- Task directions -
The answer consists of the lines from the line holding "Target: footprint in sand" through the last line of the entries, retyped exactly, and nothing else. No pictures belong in it.

(Referring expression data)
* * * * * * *
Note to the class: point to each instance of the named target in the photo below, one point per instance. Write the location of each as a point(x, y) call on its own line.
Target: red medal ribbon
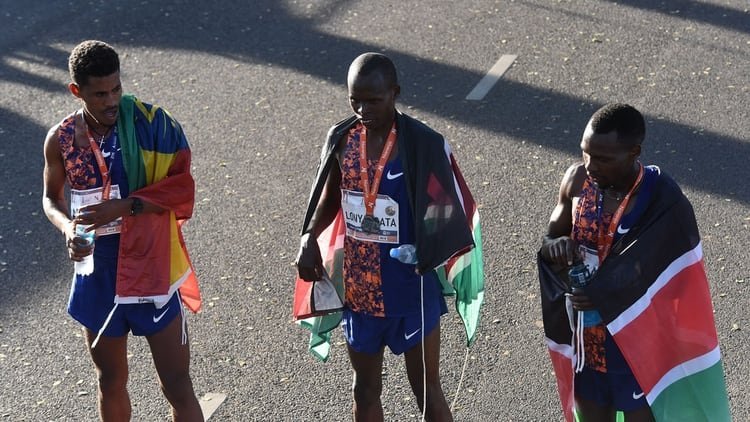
point(605, 240)
point(371, 194)
point(106, 182)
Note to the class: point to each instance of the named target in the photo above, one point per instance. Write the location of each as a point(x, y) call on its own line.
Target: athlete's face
point(608, 162)
point(373, 100)
point(101, 97)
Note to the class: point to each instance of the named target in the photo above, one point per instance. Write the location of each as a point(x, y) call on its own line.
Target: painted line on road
point(490, 79)
point(210, 402)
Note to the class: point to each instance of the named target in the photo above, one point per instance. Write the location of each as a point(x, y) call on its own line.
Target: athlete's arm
point(309, 262)
point(53, 198)
point(557, 246)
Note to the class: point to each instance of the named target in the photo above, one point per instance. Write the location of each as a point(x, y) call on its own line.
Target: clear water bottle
point(579, 277)
point(86, 265)
point(405, 253)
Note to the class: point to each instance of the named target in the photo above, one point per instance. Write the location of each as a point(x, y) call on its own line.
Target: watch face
point(137, 207)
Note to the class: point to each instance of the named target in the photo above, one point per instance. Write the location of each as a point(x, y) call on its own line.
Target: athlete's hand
point(580, 301)
point(561, 250)
point(309, 263)
point(103, 213)
point(77, 247)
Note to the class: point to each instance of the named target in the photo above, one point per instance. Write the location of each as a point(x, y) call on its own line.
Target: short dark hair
point(371, 62)
point(622, 118)
point(92, 58)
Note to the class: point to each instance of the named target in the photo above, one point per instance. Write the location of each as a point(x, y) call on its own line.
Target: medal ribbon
point(605, 240)
point(371, 194)
point(106, 182)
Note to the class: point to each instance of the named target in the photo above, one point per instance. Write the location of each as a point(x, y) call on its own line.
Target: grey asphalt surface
point(257, 84)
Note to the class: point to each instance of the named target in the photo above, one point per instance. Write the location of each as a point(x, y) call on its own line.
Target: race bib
point(385, 212)
point(590, 258)
point(80, 198)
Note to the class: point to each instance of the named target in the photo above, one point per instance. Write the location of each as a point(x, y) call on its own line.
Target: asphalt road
point(257, 84)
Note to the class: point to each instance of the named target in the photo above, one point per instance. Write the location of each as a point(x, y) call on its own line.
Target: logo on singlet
point(390, 176)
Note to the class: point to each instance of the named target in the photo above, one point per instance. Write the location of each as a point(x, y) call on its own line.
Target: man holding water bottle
point(121, 209)
point(622, 264)
point(386, 180)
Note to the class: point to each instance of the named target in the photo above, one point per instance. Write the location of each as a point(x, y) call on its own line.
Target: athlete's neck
point(94, 125)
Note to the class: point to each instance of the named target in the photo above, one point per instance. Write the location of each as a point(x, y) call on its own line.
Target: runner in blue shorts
point(98, 153)
point(388, 179)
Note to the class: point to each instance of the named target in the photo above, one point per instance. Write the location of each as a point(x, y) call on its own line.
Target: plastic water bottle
point(579, 277)
point(86, 265)
point(405, 253)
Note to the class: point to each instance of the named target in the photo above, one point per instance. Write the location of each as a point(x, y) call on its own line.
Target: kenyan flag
point(679, 365)
point(653, 294)
point(463, 275)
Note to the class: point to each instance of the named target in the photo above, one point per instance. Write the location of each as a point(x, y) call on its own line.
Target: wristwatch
point(136, 207)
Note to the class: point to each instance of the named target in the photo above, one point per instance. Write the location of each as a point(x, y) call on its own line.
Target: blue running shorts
point(617, 387)
point(92, 299)
point(368, 334)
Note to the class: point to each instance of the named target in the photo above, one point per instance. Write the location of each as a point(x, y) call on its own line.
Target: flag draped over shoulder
point(652, 293)
point(153, 261)
point(447, 227)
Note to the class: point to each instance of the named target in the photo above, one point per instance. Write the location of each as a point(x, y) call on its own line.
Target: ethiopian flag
point(154, 262)
point(653, 294)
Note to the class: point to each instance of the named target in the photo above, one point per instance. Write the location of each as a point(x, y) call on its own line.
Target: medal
point(370, 224)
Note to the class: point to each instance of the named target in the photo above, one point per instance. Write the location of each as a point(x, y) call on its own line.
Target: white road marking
point(210, 402)
point(490, 79)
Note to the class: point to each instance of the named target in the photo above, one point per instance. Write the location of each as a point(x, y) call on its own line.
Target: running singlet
point(376, 284)
point(83, 173)
point(586, 226)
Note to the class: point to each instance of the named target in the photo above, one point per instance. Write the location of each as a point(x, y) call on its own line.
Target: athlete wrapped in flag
point(652, 349)
point(385, 181)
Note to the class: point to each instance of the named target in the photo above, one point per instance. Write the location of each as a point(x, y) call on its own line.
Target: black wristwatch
point(136, 207)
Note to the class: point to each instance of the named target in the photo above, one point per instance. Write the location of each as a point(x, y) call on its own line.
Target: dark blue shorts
point(368, 334)
point(617, 387)
point(92, 299)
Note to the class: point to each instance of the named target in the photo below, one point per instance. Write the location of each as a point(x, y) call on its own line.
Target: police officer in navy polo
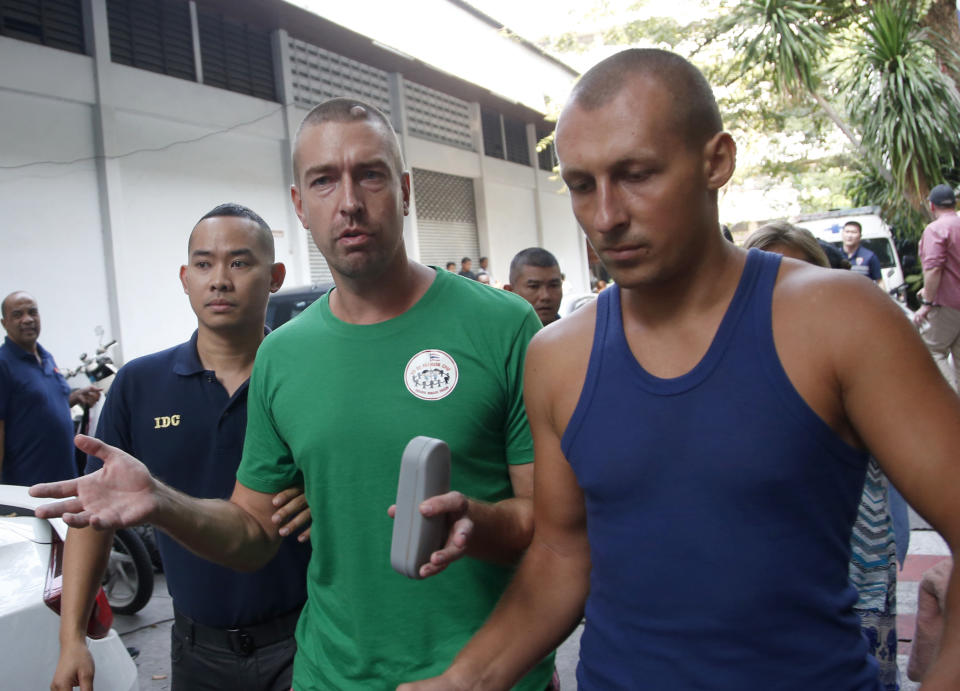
point(36, 430)
point(862, 260)
point(184, 412)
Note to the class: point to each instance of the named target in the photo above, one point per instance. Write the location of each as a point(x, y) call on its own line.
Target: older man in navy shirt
point(36, 430)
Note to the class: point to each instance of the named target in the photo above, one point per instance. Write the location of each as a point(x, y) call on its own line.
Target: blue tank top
point(719, 510)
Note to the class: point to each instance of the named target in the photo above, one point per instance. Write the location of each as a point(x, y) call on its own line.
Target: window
point(515, 132)
point(492, 134)
point(236, 56)
point(152, 35)
point(504, 137)
point(546, 157)
point(53, 23)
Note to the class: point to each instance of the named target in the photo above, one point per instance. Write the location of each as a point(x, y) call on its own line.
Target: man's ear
point(405, 191)
point(719, 160)
point(298, 205)
point(277, 273)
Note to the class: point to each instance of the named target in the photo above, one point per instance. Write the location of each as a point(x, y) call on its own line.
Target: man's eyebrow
point(243, 251)
point(374, 162)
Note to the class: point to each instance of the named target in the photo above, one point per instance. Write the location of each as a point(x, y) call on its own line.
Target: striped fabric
point(873, 572)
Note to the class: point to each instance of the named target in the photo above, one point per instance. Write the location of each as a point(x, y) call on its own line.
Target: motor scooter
point(128, 580)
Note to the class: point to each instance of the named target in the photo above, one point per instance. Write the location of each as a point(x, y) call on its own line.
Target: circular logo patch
point(430, 375)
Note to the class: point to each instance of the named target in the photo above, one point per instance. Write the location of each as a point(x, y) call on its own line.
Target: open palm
point(120, 494)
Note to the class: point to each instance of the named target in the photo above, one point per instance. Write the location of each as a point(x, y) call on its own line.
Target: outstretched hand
point(121, 494)
point(454, 506)
point(292, 513)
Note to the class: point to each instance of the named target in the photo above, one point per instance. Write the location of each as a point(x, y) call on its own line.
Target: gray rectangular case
point(424, 473)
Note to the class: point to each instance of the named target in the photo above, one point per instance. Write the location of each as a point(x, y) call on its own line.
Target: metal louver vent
point(442, 197)
point(446, 217)
point(319, 74)
point(236, 56)
point(515, 132)
point(152, 35)
point(436, 116)
point(53, 23)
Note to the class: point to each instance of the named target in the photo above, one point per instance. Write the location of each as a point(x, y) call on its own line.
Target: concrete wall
point(99, 241)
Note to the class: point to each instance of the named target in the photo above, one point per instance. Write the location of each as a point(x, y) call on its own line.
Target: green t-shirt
point(336, 403)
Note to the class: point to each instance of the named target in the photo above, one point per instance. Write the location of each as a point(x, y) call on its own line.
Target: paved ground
point(149, 630)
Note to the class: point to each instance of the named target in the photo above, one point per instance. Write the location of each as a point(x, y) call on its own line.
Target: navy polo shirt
point(34, 407)
point(864, 262)
point(172, 414)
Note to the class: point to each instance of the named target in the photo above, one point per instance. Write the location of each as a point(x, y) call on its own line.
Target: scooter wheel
point(128, 581)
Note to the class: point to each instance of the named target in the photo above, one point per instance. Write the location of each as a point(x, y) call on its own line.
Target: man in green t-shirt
point(393, 352)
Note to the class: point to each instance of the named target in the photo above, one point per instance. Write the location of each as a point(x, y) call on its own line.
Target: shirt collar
point(25, 354)
point(187, 359)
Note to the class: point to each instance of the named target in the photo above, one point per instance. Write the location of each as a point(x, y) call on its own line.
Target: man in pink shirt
point(939, 316)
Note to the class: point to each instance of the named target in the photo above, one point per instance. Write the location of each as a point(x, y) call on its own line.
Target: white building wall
point(562, 235)
point(50, 224)
point(174, 150)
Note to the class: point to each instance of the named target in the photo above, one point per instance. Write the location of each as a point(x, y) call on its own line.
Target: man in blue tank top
point(701, 430)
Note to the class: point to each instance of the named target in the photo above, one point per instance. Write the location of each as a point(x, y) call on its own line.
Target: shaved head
point(695, 109)
point(11, 297)
point(264, 235)
point(347, 110)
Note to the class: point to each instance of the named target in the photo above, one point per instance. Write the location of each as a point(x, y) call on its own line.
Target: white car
point(875, 236)
point(31, 558)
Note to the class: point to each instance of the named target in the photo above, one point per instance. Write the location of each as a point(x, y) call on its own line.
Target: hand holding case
point(424, 473)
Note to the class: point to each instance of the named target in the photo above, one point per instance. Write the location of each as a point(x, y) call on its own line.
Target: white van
point(876, 237)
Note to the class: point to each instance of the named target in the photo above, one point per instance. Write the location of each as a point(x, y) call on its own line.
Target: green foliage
point(783, 38)
point(813, 68)
point(907, 111)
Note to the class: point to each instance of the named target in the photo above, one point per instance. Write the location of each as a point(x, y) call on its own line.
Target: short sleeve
point(933, 248)
point(6, 390)
point(267, 464)
point(519, 441)
point(114, 425)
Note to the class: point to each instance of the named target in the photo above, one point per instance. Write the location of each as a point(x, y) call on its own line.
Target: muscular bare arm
point(85, 558)
point(900, 384)
point(238, 533)
point(875, 383)
point(546, 598)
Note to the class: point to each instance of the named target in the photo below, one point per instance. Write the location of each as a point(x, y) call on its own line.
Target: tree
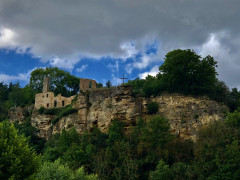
point(57, 171)
point(183, 71)
point(108, 84)
point(217, 152)
point(162, 172)
point(17, 159)
point(61, 81)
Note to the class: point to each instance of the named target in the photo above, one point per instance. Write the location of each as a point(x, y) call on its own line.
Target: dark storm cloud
point(59, 30)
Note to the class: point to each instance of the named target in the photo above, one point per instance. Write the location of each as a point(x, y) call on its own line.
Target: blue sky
point(103, 40)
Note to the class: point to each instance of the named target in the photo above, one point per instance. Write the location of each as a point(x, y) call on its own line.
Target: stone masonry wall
point(186, 114)
point(85, 84)
point(48, 100)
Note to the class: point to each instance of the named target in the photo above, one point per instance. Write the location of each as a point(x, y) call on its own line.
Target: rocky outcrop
point(19, 114)
point(100, 106)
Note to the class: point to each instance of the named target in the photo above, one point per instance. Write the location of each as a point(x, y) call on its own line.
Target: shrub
point(152, 108)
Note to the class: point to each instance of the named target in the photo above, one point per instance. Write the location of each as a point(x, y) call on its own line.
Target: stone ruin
point(47, 99)
point(87, 84)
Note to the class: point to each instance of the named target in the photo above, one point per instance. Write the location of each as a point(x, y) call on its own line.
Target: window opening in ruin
point(55, 103)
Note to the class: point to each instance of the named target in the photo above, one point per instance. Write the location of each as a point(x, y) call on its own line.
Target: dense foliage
point(185, 72)
point(17, 159)
point(147, 151)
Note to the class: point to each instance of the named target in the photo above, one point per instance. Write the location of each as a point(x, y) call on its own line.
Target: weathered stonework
point(87, 84)
point(46, 85)
point(19, 114)
point(186, 114)
point(48, 100)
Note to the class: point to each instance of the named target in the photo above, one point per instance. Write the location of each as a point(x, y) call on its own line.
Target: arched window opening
point(90, 84)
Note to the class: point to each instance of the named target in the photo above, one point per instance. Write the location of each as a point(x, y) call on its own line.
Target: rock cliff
point(100, 106)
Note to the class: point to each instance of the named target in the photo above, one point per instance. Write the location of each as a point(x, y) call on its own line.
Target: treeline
point(187, 73)
point(149, 151)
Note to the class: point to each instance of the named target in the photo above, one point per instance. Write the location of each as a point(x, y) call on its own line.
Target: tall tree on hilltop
point(184, 71)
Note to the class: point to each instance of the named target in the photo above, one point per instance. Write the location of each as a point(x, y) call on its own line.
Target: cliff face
point(101, 106)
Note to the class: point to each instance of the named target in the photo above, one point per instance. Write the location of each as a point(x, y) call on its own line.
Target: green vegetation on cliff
point(149, 151)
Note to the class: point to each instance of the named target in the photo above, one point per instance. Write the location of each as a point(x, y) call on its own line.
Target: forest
point(149, 151)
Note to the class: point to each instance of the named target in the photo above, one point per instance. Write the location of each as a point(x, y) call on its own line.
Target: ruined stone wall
point(186, 114)
point(48, 100)
point(46, 84)
point(85, 84)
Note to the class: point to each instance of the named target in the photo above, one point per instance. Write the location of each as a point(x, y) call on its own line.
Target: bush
point(56, 171)
point(17, 159)
point(152, 108)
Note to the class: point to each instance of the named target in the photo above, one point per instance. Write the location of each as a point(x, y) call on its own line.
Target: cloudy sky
point(104, 39)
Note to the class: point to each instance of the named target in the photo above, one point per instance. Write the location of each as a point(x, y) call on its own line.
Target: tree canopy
point(17, 159)
point(184, 71)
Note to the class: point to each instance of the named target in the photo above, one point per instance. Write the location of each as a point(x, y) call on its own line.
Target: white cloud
point(7, 38)
point(20, 77)
point(153, 72)
point(82, 68)
point(63, 32)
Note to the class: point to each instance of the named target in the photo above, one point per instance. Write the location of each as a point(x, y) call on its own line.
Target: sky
point(104, 39)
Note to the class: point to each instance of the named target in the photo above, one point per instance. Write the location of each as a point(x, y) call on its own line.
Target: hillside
point(99, 107)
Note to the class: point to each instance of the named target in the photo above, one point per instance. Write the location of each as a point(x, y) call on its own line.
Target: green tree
point(17, 159)
point(162, 172)
point(217, 152)
point(183, 71)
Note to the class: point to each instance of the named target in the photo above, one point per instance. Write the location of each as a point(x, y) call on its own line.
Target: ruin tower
point(46, 84)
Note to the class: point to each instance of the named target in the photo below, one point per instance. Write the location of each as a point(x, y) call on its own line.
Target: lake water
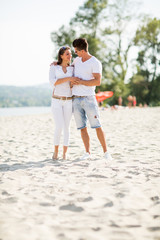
point(20, 111)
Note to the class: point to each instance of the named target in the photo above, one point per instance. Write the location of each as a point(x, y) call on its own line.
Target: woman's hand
point(75, 81)
point(53, 63)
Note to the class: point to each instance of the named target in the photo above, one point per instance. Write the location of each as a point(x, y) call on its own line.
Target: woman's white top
point(55, 73)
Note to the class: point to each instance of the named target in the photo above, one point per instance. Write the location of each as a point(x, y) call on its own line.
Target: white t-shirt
point(55, 73)
point(85, 70)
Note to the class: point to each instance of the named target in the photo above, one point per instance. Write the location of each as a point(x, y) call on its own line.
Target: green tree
point(119, 41)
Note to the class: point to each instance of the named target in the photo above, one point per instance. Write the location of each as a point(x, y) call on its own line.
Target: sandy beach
point(42, 199)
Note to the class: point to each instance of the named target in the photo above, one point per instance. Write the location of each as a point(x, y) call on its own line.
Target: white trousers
point(62, 113)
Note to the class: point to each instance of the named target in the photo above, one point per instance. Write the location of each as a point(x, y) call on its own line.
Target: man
point(89, 70)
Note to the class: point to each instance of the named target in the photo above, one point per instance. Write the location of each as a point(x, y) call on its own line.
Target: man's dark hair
point(80, 44)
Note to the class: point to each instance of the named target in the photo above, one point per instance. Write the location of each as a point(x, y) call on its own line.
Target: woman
point(61, 79)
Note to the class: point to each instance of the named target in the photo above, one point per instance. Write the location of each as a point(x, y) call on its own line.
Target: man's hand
point(53, 63)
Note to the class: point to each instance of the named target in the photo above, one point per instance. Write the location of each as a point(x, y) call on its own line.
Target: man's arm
point(96, 81)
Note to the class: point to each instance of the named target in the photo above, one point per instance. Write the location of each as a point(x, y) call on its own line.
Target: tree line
point(125, 41)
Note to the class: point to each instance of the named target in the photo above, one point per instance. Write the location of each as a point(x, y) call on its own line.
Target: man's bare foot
point(55, 156)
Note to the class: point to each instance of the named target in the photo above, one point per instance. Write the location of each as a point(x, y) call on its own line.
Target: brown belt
point(61, 98)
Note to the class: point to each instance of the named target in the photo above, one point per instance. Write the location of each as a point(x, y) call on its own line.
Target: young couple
point(74, 86)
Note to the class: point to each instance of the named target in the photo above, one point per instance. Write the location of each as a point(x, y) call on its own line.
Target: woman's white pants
point(62, 113)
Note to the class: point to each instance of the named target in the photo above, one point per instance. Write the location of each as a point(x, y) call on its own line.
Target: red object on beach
point(101, 96)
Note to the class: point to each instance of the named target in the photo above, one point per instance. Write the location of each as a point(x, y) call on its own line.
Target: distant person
point(130, 101)
point(134, 101)
point(61, 78)
point(120, 101)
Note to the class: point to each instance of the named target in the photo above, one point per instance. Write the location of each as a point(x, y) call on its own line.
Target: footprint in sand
point(71, 207)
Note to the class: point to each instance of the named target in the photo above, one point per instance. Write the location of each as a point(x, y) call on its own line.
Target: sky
point(26, 49)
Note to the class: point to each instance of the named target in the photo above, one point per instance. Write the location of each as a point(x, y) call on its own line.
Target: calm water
point(19, 111)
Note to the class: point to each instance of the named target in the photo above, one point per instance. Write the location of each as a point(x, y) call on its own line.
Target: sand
point(42, 199)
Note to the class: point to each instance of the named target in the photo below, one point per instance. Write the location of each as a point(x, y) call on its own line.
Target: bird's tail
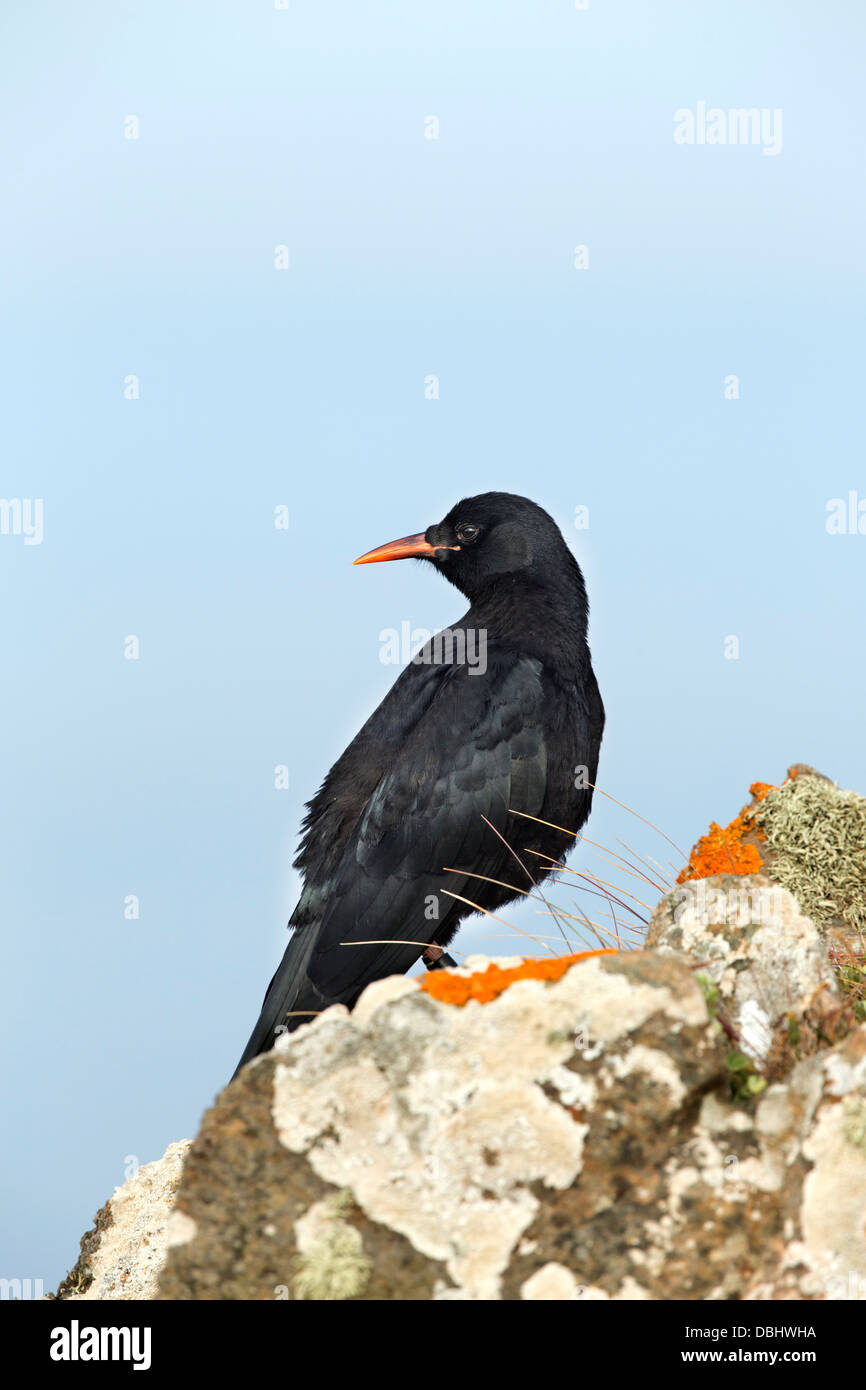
* * * * * * *
- Answer to the problem -
Target: footprint in sand
point(71, 207)
Note to the class: point to each instance of the named target in the photo above, one point per instance. Write the location of each as a point(x, y) call on its own line.
Target: sky
point(26, 49)
Note to the class: point to each instance of the named target in the photo above, one point per instance. Write the location of each as a point(x, y) call on its own line.
Target: calm water
point(19, 111)
Note to the class: point to each instance of the named target in the photo above, one point per instance. Write the location of each as a point(x, y) call on its own line.
Target: sand
point(42, 199)
Note to the class: point to each instance of the named target in the photo below, one point per instance. Write the location of each as a point(x, y) call on its own line.
Target: bird's tail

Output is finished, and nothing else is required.